Problem A — Reproduce the radiation-dose study protocol word for word, from "All data transferred" up to and including "for 25 years.".
Problem B — Continue the radiation-dose study protocol from the point where it stops.

Exercise passage —

□ □ □ □

The principal analysis is the peak skin dose and other radiation dose variables described in Table 1. It will be analyzed by indirect radiological parameters, such as KAP or PSD. The secondary research will include:

• − The study population will be described according to the baseline characteristics and the type of procedure.
• − The procedure performed according to X-ray device used (mobile vs. fixed) and the level of complexity of the procedure will be described.
• − Partnership studies will be carried out.

Estimators will be accompanied by a 95% confidence interval. Statistical significance has been set at a probability level of <0.05.

6. Data Management and Quality Control

During the study period, we will collect data from electronic medical records. All patients undergoing endovascular procedures during the study period will be selected and included if they meet the inclusion criteria. All the data obtained will be anonymized and a consecutive participation number will be assigned as the inclusion process is executed. Once this process has been accomplished, statistical analysis will be performed. These activities will be supervised by the coordinating researcher of the study.

7. Patient and Public Involvement

Patients and/or the public were not involved in the design, conduct, reporting, or dissemination plans of this research.

8. Ethics, Approval and Dissemination

The treatment of patient data within the framework of this study will comply with the provisions of current legal regulations at the national and European level: Organic Law 3/2018 on the Protection of Personal Data and Guarantee of Digital Rights, and Regulation (EU) 2016/679 General Data Protection. Patient data will be coded using a numerical code for the purposes of this study, eliminating any identifying or identifiable data. The research file will be kept in an electronic directory of the center, with restricted access, under the supervision of Information Systems of the Hospital Universitari de Bellvitge.

The researcher agrees to disseminate and publish the results in accordance with current legislation and the Declaration of Helsinki (Fortaleza, 2013). In the publications and other means of disseminating the results, the anonymity of the patients will be maintained.

Any written or oral communication of the research results must be approved by the research coordinating investigator and, where appropriate, in collaboration with the associated scientists.

All data transferred between sites will be encrypted, and no individual will be identifiable from the stored data. Identifiable patient information will be stored in a locked cabinet, accessible only by research members at the site of the data collection. The clean database file will be anonymized and kept for 25 years.

□ □ □ □

Information given —
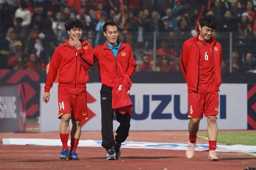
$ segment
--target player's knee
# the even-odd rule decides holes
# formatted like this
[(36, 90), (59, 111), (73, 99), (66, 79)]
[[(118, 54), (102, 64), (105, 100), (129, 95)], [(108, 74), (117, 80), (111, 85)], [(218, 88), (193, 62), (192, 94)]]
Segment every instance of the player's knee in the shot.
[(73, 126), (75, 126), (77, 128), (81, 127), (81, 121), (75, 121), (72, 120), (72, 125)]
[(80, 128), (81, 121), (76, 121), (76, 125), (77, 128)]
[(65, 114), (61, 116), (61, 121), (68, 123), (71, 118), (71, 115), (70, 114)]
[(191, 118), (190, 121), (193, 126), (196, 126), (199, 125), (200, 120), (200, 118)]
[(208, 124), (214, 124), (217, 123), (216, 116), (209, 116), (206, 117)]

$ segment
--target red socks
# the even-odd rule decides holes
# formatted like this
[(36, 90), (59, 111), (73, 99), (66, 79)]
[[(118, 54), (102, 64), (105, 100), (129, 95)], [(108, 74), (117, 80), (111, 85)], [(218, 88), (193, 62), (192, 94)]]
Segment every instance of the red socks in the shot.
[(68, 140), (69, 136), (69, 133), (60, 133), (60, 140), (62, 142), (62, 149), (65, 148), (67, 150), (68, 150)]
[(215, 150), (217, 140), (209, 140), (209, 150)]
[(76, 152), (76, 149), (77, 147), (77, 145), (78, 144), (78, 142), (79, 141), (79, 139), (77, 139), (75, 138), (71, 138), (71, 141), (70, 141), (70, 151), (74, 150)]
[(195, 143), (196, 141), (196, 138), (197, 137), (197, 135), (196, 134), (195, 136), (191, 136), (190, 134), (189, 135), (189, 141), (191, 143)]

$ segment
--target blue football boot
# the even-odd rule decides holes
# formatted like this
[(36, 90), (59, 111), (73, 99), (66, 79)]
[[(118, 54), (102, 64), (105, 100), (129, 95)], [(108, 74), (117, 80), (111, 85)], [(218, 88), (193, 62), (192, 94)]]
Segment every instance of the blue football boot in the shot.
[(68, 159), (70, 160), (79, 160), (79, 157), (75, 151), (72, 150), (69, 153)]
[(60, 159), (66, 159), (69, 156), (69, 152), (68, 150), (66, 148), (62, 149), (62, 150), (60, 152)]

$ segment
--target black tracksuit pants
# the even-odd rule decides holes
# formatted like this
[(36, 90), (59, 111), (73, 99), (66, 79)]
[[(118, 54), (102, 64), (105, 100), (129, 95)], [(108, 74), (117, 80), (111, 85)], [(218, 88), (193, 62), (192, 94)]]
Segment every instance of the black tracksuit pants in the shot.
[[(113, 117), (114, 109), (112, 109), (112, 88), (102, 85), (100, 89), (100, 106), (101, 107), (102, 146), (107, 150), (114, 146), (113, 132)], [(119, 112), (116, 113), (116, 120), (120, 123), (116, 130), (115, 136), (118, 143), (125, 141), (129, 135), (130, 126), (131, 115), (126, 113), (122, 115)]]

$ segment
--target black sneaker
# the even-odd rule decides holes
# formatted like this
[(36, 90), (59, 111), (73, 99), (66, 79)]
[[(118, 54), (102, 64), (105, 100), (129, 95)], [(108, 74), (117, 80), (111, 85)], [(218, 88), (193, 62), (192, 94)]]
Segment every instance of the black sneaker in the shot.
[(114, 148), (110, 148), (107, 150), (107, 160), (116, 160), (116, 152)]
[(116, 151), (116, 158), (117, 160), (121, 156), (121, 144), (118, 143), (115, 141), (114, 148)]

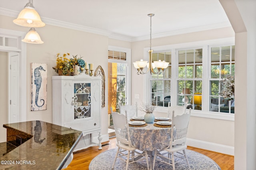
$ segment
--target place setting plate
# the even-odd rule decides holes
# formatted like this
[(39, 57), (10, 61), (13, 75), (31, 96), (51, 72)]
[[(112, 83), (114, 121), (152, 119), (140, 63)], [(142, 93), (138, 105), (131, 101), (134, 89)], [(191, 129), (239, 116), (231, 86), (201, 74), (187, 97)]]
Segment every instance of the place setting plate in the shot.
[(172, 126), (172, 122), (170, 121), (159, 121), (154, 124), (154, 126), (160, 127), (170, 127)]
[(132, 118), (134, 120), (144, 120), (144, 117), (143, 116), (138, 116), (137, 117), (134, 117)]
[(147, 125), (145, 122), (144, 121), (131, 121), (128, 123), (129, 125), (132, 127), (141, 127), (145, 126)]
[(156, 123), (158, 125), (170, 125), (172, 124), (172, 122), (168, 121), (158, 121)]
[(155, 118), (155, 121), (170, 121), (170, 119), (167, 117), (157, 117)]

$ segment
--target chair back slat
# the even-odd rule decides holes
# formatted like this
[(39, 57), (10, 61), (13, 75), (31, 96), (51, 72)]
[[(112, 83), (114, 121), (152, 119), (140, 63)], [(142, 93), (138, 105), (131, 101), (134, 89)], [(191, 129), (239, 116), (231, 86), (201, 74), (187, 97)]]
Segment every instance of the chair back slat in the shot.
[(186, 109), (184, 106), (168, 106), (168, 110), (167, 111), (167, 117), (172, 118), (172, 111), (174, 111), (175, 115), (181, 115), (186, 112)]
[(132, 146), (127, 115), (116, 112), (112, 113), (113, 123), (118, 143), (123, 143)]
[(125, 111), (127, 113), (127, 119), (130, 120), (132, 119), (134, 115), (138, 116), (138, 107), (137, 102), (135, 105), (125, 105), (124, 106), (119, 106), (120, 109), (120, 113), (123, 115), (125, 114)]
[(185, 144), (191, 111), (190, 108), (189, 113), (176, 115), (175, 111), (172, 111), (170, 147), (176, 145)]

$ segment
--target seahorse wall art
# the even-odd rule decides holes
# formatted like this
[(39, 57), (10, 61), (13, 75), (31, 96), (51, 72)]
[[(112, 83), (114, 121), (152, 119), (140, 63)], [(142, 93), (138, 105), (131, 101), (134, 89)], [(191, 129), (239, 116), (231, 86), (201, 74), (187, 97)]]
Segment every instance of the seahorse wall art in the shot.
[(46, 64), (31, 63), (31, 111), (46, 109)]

□ □ □ □

Expected output A —
All data transferred between sites will be encrypted, and no individual will be identifiable from the stored data. Identifiable patient information will be stored in a locked cabinet, accessible only by research members at the site of the data collection. The clean database file will be anonymized and kept for 25 years.

Expected output B —
9. Discussion

X-ray exposure has been studied in recent years, especially during endovascular exclusion of abdominal aortic aneurysms [24,25,26]. Of particular interest is the comparison between the doses used depending on the equipment used: fixed or mobile. The scarcity of studies that analyze radiation based on the type of procedure and its complexity persists. For all these reasons, we believe that the present study can contribute knowledge in little-explored areas, such as the analysis of the radiation dose considering the level of complexity of the procedures on endovascular surgery.

The increasing number of endovascular procedures performed nowadays determines a greater exposure to ionizing radiation by patients and professionals during diagnosis, treatment, or follow-up. X-rays and their possible harmful effect remain subjects of study. With this study, we plan to analyze the radiation dose during the endovascular procedures performed in a Vascular Surgery department.

Radiation dose monitoring in endovascular surgery allows the analysis of X-ray exposure of patients and healthcare professionals involved. Additionally, strategies could be developed to lower the absorbed dose and the yearly number of procedures with high levels of dose area product and air kerma [8,22,26].

10. Conclusions

In conclusion, the analysis of radiation data of endovascular procedures is essential to detect which imaging systems and procedures involve higher doses. This is an observational and prospective study that attempts to examine the radiation dosage in two distinct imaging systems, using a classification of complexity levels in order to achieve a reliable comparison.